> _WHAT THE EXERCISE ASKS_
Present the lines below as a numbered list, leaving out any blank lines. Begin at the line that contains "The task requires interacting with the white column." and continue through the final line.
(begin)
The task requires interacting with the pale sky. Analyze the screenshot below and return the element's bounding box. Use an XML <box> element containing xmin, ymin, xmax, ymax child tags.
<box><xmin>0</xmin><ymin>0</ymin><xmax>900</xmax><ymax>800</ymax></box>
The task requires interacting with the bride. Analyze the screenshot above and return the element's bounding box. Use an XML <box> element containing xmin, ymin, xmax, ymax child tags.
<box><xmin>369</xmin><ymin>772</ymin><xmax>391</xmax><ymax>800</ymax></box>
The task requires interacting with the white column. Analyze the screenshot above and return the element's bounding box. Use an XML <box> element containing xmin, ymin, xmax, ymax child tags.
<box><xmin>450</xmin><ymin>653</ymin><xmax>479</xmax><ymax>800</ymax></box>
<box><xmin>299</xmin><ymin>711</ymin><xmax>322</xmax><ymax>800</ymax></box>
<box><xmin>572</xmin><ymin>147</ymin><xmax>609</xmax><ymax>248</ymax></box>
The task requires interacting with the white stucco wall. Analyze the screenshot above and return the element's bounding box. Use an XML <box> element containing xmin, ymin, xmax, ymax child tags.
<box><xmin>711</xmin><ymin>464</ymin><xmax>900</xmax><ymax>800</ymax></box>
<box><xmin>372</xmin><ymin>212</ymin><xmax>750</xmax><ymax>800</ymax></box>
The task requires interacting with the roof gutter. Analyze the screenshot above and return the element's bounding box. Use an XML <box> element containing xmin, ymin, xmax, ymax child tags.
(end)
> _PROBLEM SOLUTION_
1. The task requires interacting with the white column. Analyze the screenshot above and return the element's bounding box. Use an XML <box> element containing xmin, ymin, xmax, ymax child tags.
2. <box><xmin>450</xmin><ymin>653</ymin><xmax>479</xmax><ymax>800</ymax></box>
3. <box><xmin>299</xmin><ymin>711</ymin><xmax>322</xmax><ymax>800</ymax></box>
4. <box><xmin>572</xmin><ymin>147</ymin><xmax>609</xmax><ymax>248</ymax></box>
5. The task requires interacting with the white stucco wall. Analyze the screenshot above and return the element's bounding box. Use an XML <box> element containing xmin, ymin, xmax, ymax child tags.
6. <box><xmin>711</xmin><ymin>464</ymin><xmax>900</xmax><ymax>800</ymax></box>
7. <box><xmin>372</xmin><ymin>212</ymin><xmax>750</xmax><ymax>800</ymax></box>
8. The task requires interacting with the roof gutter. Analyze the screenshot above and return the element's bounding box. Use an XML <box> element containing xmin, ymin, xmax, ymax child tags.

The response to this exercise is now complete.